YOUR TASKS:
A – Duplicate the passage of the dependabot feature request thread starting at "I do like the" and ending at "PRs are welcome!", word for word.
B – Go on with the dependabot feature request thread from the point where it stops.

DOCUMENT EXCERPT:
- Opening Delimiter -

Please add an option to distinguish between production, dev dependencies and security fixes

[AlCalzone]

I'm looking for a way to replace the missing auto-merge functionality from dependabot, so your project is a godsend. However its missing a crucial feature for me. In the old dependabot I could configure production and dev dependencies differently. I had it configured the following way:

• auto-merge patch updates to production dependencies
• auto-merge minor updates to dev dependencies
• auto-merge minor and patch security fixes

It would be great if you could add this feature :)

[AlCalzone]

The kind of dependencies should also be detectable by the PR header, although I'm not sure if this is because I'm using conventional-commits: and the security label

[ahmadnassri]

I use conventional commits to wherever I can ... however I do believe the "form x to y" section is the same no matter what ... that said, dependabot docs are a bit disorganized after the acquisition by github and I can't find a good reference ...

that said ...

• it should be a fairly easy attempt to discover prod-vs-dev dependencies, and safely fall-back to standard behaviour when un-detectable
• this action will also work for other non-node things, so not even sure how those would look ...

I do like the idea of adding granular configuration for this, however, it's not currently a priority for me, so I might not get around to it this week ... in the meantime, PRs are welcome!

- Closing Delimiter -

DATA EXTRACTS:
- Opening Delimiter -

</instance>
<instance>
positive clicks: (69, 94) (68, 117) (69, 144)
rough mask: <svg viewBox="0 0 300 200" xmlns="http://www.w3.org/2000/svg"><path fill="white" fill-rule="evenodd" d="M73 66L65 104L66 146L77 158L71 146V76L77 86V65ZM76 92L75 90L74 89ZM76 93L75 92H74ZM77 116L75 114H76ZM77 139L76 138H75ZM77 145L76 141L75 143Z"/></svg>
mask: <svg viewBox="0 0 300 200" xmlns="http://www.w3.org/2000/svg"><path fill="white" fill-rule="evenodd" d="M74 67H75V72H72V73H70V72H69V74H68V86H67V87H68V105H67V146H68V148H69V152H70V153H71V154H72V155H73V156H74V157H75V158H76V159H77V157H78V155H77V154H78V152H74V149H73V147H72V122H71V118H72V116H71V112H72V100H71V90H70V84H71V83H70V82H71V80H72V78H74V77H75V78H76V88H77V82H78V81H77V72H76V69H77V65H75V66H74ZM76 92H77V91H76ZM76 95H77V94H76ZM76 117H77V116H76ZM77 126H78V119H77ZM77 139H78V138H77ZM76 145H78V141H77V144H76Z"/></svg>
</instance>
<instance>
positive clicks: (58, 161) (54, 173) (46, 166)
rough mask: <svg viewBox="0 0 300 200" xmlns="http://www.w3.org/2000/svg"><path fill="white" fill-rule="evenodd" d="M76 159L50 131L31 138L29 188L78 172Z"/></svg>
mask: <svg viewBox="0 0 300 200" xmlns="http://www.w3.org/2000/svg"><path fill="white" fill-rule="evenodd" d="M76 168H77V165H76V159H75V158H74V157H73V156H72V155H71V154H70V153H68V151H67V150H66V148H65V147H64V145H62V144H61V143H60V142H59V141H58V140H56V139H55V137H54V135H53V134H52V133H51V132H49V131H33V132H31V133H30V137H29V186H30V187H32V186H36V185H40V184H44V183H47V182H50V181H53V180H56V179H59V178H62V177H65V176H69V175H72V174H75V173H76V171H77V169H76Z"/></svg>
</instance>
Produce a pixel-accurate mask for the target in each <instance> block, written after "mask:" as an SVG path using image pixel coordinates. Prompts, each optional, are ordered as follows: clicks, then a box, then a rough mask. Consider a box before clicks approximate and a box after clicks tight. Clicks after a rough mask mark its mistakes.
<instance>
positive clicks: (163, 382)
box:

- Closing Delimiter -

YOUR WRITTEN ANSWERS:
A –
I do like the idea of adding granular configuration for this, however, it's not currently a priority for me, so I might not get around to it this week ... in the meantime, PRs are welcome!

B –
couple of quick thoughts:

• the action "inputs" are limited to strings, so, in order to have additional configuration (as a full object) perhaps a config file is needed to be stored in the repo, preferably under .github/auto-merge.yml
• if this is the path to go forward, perhaps adopting the original dependabot syntax .... https://dependabot.com/docs/config-file/#automerged_updates

would be great to see a PR to assist in this setup!

thanks

[AlCalzone]

would be great to see a PR to assist in this setup!

I can give it a shot. The original syntax seems to make sense IMO. Do you know how to read a file from the repo from inside the action? I haven't worked with docker actions yet.

[ahmadnassri]

this is the section in the docs for accessing the filesystem path: https://docs.github.com/en/actions/reference/virtual-environments-for-github-hosted-runners#filesystems-on-github-hosted-runners

[AlCalzone]

PR is up at #10 :)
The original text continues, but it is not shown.